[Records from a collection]
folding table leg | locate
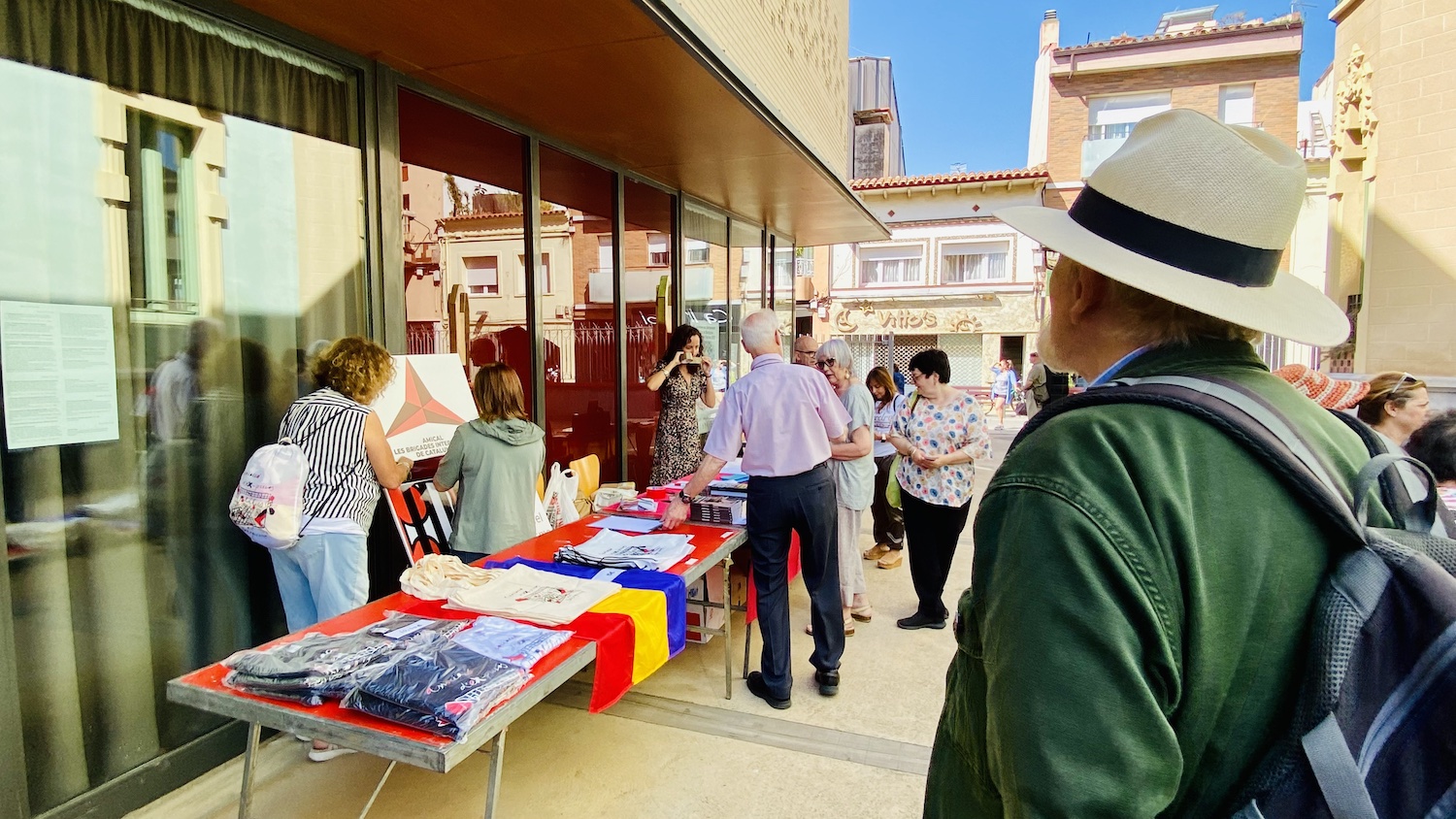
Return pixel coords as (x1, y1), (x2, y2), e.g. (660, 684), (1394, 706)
(238, 723), (262, 819)
(724, 556), (734, 700)
(485, 728), (506, 819)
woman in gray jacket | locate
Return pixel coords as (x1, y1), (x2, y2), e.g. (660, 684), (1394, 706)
(436, 364), (546, 563)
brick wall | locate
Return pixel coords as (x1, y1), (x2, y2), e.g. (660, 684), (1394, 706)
(1045, 55), (1299, 207)
(670, 0), (849, 176)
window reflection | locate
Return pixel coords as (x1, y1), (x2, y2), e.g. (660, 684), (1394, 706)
(541, 146), (622, 483)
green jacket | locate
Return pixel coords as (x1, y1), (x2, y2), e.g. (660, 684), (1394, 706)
(925, 342), (1388, 819)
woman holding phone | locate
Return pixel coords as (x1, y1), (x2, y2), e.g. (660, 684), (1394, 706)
(646, 324), (718, 486)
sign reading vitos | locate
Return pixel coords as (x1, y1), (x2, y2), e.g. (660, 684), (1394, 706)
(835, 307), (983, 336)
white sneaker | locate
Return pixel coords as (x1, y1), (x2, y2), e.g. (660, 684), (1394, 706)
(309, 745), (358, 763)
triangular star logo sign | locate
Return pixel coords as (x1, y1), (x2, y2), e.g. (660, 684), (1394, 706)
(386, 361), (465, 438)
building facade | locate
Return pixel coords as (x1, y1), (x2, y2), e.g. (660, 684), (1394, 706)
(1028, 6), (1327, 367)
(827, 169), (1047, 387)
(0, 0), (888, 819)
(1328, 0), (1456, 375)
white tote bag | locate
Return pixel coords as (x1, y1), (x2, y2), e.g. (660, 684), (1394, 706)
(542, 463), (581, 530)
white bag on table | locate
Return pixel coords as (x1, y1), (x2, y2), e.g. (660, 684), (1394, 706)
(542, 463), (581, 530)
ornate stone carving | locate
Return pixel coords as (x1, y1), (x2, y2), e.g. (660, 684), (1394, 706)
(1331, 45), (1380, 158)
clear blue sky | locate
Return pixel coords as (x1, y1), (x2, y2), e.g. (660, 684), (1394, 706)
(849, 0), (1336, 175)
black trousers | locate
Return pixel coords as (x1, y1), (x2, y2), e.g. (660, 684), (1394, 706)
(747, 461), (844, 697)
(870, 455), (906, 548)
(900, 490), (972, 620)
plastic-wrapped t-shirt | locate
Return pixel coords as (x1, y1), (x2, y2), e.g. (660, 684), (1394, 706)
(454, 617), (571, 670)
(344, 639), (532, 739)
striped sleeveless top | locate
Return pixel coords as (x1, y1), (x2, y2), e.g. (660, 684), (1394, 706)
(279, 387), (381, 536)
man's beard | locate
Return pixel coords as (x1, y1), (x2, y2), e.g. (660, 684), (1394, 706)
(1037, 311), (1072, 373)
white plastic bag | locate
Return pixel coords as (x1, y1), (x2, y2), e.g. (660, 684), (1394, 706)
(542, 464), (581, 530)
(227, 440), (309, 548)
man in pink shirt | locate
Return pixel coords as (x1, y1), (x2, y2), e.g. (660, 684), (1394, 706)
(663, 310), (849, 708)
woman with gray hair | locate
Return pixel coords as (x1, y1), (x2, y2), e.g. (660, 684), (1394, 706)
(806, 339), (876, 636)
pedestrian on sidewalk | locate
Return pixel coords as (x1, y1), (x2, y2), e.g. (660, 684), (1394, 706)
(865, 367), (906, 569)
(663, 310), (849, 708)
(926, 109), (1369, 819)
(890, 349), (992, 629)
(807, 339), (876, 638)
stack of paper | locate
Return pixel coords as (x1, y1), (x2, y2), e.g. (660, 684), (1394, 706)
(446, 566), (622, 626)
(555, 530), (693, 572)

§ Exercise brief
Please convert the lines above into a JSON list of strings, one string per line, skipping blank lines. Leave the pictures out.

§ Output of the exercise
[
  "folding table leg | locate",
  "Return pixel coords as (x1, y1), (x2, y2), e.g. (660, 684), (1394, 706)",
  "(238, 723), (262, 819)",
  "(724, 556), (734, 700)",
  "(485, 728), (506, 819)",
  "woman in gray jacket | locate",
  "Return pixel coords as (x1, y1), (x2, y2), e.g. (660, 684), (1394, 706)",
  "(436, 364), (546, 563)",
  "brick wall | locate",
  "Return pixel coords as (x1, y1), (x2, y2), e.g. (660, 684), (1394, 706)",
  "(1045, 55), (1299, 207)",
  "(670, 0), (849, 176)",
  "window reflection | locate",
  "Return pixel coords as (x1, y1), (x2, y2), e.g. (660, 684), (1394, 706)",
  "(541, 146), (622, 483)",
  "green jacket | locate",
  "Return pixel coords as (x1, y1), (x2, y2), e.g. (660, 684), (1394, 706)",
  "(925, 342), (1388, 819)",
  "woman holding phone | locate",
  "Return pixel coords as (x1, y1), (x2, y2), e.g. (660, 684), (1394, 706)",
  "(646, 324), (718, 486)",
  "sign reading vitos | locate",
  "Return pixel coords as (x1, y1), (x2, y2), e.g. (660, 684), (1394, 706)",
  "(835, 307), (983, 336)",
  "white sneaker | locate",
  "Return pixel coords as (x1, y1), (x2, y2), e.g. (660, 684), (1394, 706)",
  "(309, 745), (358, 763)",
  "triangular star logo sign | locate",
  "Return pixel coords as (x1, y1), (x2, y2), e.g. (660, 684), (1394, 706)",
  "(386, 361), (465, 438)",
  "building facade | locate",
  "Return pixel coords as (x1, y1), (x2, y2), e.g. (660, 684), (1394, 706)",
  "(1028, 6), (1327, 367)",
  "(827, 169), (1047, 387)",
  "(0, 0), (888, 819)",
  "(1328, 0), (1456, 375)",
  "white tote bag | locate",
  "Return pixel coords as (x1, y1), (x2, y2), e.g. (660, 684), (1394, 706)",
  "(542, 463), (581, 530)",
  "white bag on table | locate",
  "Return pixel coords as (x1, y1), (x2, y2), e.g. (660, 684), (1394, 706)",
  "(542, 463), (581, 530)",
  "ornate stone carving | locate",
  "Return pixel coords as (x1, y1), (x2, y2), e.g. (660, 684), (1394, 706)",
  "(1331, 45), (1380, 158)",
  "clear blue sky | locate",
  "Return pixel coords as (x1, y1), (x2, y2), e.g. (660, 684), (1394, 706)",
  "(849, 0), (1336, 175)",
  "black trousers | locate",
  "Return pixel coords as (x1, y1), (x2, y2), e.g. (660, 684), (1394, 706)",
  "(747, 461), (844, 697)",
  "(870, 455), (906, 548)",
  "(900, 490), (972, 620)",
  "plastic-wrapped t-shirt | locate",
  "Return pixel coords as (x1, y1), (x2, y2), e.g. (660, 684), (1394, 706)",
  "(454, 617), (571, 670)",
  "(344, 639), (532, 739)",
  "striped sleeveless top | locate",
  "Return pixel coords as (x1, y1), (x2, y2), e.g. (660, 684), (1394, 706)",
  "(279, 387), (381, 536)",
  "man's beard | locate",
  "Return pixel coords as (x1, y1), (x2, y2), e.g. (660, 684), (1394, 706)",
  "(1037, 311), (1072, 373)",
  "white plastic bag | locate",
  "Return pixel coords as (x1, y1), (x2, y2), e.g. (660, 684), (1394, 706)",
  "(542, 464), (581, 530)",
  "(227, 440), (309, 548)",
  "man in pink shirt | locate",
  "Return pixel coords as (x1, y1), (x2, y2), e.g. (660, 684), (1394, 706)",
  "(663, 310), (849, 708)",
  "woman with gray hair | locate",
  "Return pixel coords as (x1, y1), (x2, y2), e.g. (660, 684), (1394, 706)",
  "(806, 339), (876, 636)",
  "pedestrian on sidewalk | locate",
  "Return pixel coords as (x1, y1), (x2, y2), e.g. (660, 684), (1394, 706)",
  "(865, 367), (906, 569)",
  "(663, 310), (849, 708)",
  "(926, 109), (1369, 819)",
  "(890, 349), (992, 629)",
  "(807, 339), (876, 638)",
  "stack of paper | locate",
  "Return pixel coords as (x1, y1), (x2, y2), e.g. (660, 684), (1394, 706)",
  "(446, 566), (622, 626)",
  "(555, 530), (693, 572)"
]